> **Doelen**:
1 > Beantwoord deze vragen over de column over egeltjes, elk op een eigen regel:
(a) Wat ligt er omgekeerd in het hoekje van de tuin?
(b) Waar drinken ze koffie als het jonge egeltje zijn snuitje laat zien?
(c) Hoe hoog boven de begane grond ligt het nest?
2 > Welke voorwerpen en planten noemt de column over egeltjes in de beschrijving van het hoekje van de tuin? Geef ze allemaal.
3 > Hervat de column over egeltjes na de laatste zin die er staat.

COLUMN MAX: Egeltjes
Wat kan een mens van weinig gelukkig worden. Het is een week of vijf, zes geleden dat we buiten zaten en we iets hoorden rommelen in een hoekje van de tuin. Zo’n stukje waar je zelden kijkt. Er ligt een oud broeibakje, omgekeerd. Er liggen wat stenen en een paar bloempotten. Langs groen gaas klimmen een blauweregen en een kamperfoelie samen op.
M’n vrouw denkt in zo’n geval direct aan het ergste: „Ratten!” Dat dit niet het geval kan zijn, weet ik meteen: de geluiden en bewegingen in de bladerhoop onder de bak zijn niet schichtig of zenuwachtig, maar rustig en bedaard. Vrouwlief bedaart op mijn gezag, maar blijft slechts half overtuigd. Verder aan het nest jutteren wil ik niet. Voor je ’t weet bederf je wat. Ik suggereer egels.
Echt overtuigd is ze pas als we de zondag daarop weer koffiedrinken op het achterste terras en uit het aanpalende bladernest het allerlieftalligste snuitje van een jong egeltje steekt. „Hé leuk, jullie zitten daar en ik zit hier. En we kijken naar elkaar!”
In de weken erna maken we nader kennis. Vooral ’s avonds laat. Eerst zie ik moe lopen, groot en alleen. De avonden erna telkens een jong, ook alleen. Gisteravond scharrelden er twee jongen rond, prachtig gezicht. Beetje waggelend, bedachtzaam snuffelend. Grappige voetjes. Als ik stilsta, zetten ze even de tanden in m’n slipper. Hoe ze in en uit het nest raken, het is me een raadsel. Want het ligt -dat vergat ik te vertellen- een halve meter van de begane grond in een hoge border en opstapjes zijn er niet. Egels zijn heel inventief.

> **Geëxtraheerde regels**:
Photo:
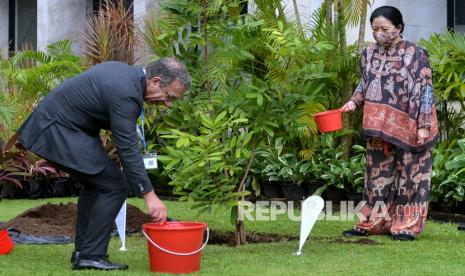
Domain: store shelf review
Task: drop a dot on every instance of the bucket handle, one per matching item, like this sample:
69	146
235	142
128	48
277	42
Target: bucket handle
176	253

> **Resultaten per taak**:
1 >
(a) Een oud broeibakje.
(b) Op het achterste terras.
(c) Een halve meter.

2 > Een oud broeibakje, wat stenen, een paar bloempotten, groen gaas, een blauweregen en een kamperfoelie.

3 >
Vandaag dronken we koffie in de lage oktoberzon. Bij het nest lagen moeder en drie jongen, genietend van diezelfde zonnestralen. Een machtig gezicht: drie egelkleuters die ma egel tot activiteit proberen te verleiden. Een moeder die bedachtzaam kijkt en denkt: „Wat staat die kerel daar toch naar ons te loeren” en „Zijn jullie klaar voor een snelle aftocht?”
Hoewel zeer stekelig zijn weinig dieren voor mij zo aaibaar als egels. Over de feilloze werking van het prachtige verdedigingspak dat de Schepper hun aanmeet, kan ik me eindeloos verwonderen. En des te verdrietiger ben ik als ik onderweg de zoveelste geplette egel ontwaar. Tegen geweld van autobanden is niets bestand.
Dat doet me denken aan het verhaal van de egel en het konijn, ooit opgetekend door Pieter Winsemius en door mij bewerkt als illustratie bij een artikel. Het konijn legt de bange en niet zo snelle egel, die graag naar de overkant van een drukke weg wil, uit hoe hij die kan bereiken. „Loop eerst een eindje de weg op, mik precies tussen de koplampen, wacht daar tot de auto voorbij is en ga dan verder.” De egel, die al zeven familieleden verloor in het verkeer, wil het na een nachtje slapen wel proberen.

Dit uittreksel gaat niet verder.